======== EXTRACTED TEXT

God knows who decides what "makes it" on dance-oriented radio (or how, for that matter), but hush... may hold a winner. Ironically enough, it's a remake of a country tune that enjoyed massive popularity some years back: "Beautiful Body." Remember? "If I said you had a beautiful body would you hold it against me?" There's nothing that sounds like country in either the "auntie mame radio edit" (including sampled dialogue from the movie), the "pink noise mix" or the "pink noise radio edit," but in a remake-heavy dance-radio culture that lives and dies on topically clever juxtapositions, this little gem of double-edged (if hamfisted) sexual/political commentary just might get Pinque on the air. By her own reckoning, she figures she needs to get the song played 15 times, sell about 5,000 copies, and then the major labels will come to her. And for now, a release on a major label and the money that comes with it define the next stage of "making it." With label support, Pinque says, she could really go nuts with her next project. Maybe work with an orchestra, which she's always wanted to do. Or a boys' choir.
Pinque isn't joking about the boys' choir, either. She wants to do it, and you get the feeling that, one way or another, some time or another, she will. Over lunch, she's excited, maybe even thrilled, at the prospect of an article written about her. She knows from experience how difficult it is to get coverage, and 24 years of knocking on doors has taught her that coverage equals promotion. She's friendly and chatty and apologetic for her own irrepressible digressions, and she wears a happy smile throughout. Behind that, though, is a woman who's determinedly learning what it takes to go pro, and when it comes down to the nitty-gritty details of orchestrating stage help and photo shoots, designing CD covers and hiring musicians, you can tell that Pinque is not some pastel-obsessed flake bouncing off the clouds and waiting for a break that will never come. She doesn't take no for an answer, and she doesn't say yes if yes doesn't fit her peculiar vision of art and show biz. You don't produce a CD on a record-store clerk's salary without a heavy dose of dedication and an equal shot of smarts.
The sort of irrepressible enthusiasm that's gotten her to this point has gained Pinque a lot of friends along the way, including the list of collaborators and friends who contributed their handwritten testimonials (on pink stationery) to her press kit. Words like "determination," "focus," "dedicated" and "drive" appear almost as often as "talented," "positive" and "powerful," and you get the feeling that the only thing that might stop her in her trek toward the top, whether she ever actually "makes it" or not, is a pink bus falling from the sky.

================

TASK DESCRIPTION — Write out the part of the article about Pinque between "The sort of" and "from the sky.", inclusive, word for word. The material that comes next is drawn from a separate source.

======== DATA LISTING

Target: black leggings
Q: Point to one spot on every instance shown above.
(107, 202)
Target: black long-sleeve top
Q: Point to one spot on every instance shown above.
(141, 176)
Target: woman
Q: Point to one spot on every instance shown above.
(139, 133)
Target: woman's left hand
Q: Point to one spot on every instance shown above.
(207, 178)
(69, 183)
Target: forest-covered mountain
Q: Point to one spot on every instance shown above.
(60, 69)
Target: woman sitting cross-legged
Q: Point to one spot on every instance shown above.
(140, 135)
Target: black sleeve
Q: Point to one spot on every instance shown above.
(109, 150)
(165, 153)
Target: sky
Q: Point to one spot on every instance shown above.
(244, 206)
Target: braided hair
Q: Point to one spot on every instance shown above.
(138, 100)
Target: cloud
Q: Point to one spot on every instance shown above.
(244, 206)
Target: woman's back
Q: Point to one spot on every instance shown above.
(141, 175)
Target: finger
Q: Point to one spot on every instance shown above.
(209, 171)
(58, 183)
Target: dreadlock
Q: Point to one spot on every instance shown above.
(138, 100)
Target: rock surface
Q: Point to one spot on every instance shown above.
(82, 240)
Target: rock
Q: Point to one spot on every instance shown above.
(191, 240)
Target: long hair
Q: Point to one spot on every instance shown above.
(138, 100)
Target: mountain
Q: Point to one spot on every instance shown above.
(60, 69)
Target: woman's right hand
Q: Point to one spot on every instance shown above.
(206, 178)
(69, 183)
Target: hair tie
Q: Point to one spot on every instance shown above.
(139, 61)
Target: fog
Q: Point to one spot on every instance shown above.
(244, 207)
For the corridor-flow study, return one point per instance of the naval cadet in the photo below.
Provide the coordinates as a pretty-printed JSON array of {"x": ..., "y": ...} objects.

================

RESULT FOR THIS TASK —
The sort of irrepressible enthusiasm that's gotten her to this point has gained Pinque a lot of friends along the way, including the list of collaborators and friends who contributed their handwritten testimonials (on pink stationery) to her press kit. Words like "determination," "focus," "dedicated" and "drive" appear almost as often as "talented," "positive" and "powerful," and you get the feeling that the only thing that might stop her in her trek toward the top, whether she ever actually "makes it" or not, is a pink bus falling from the sky.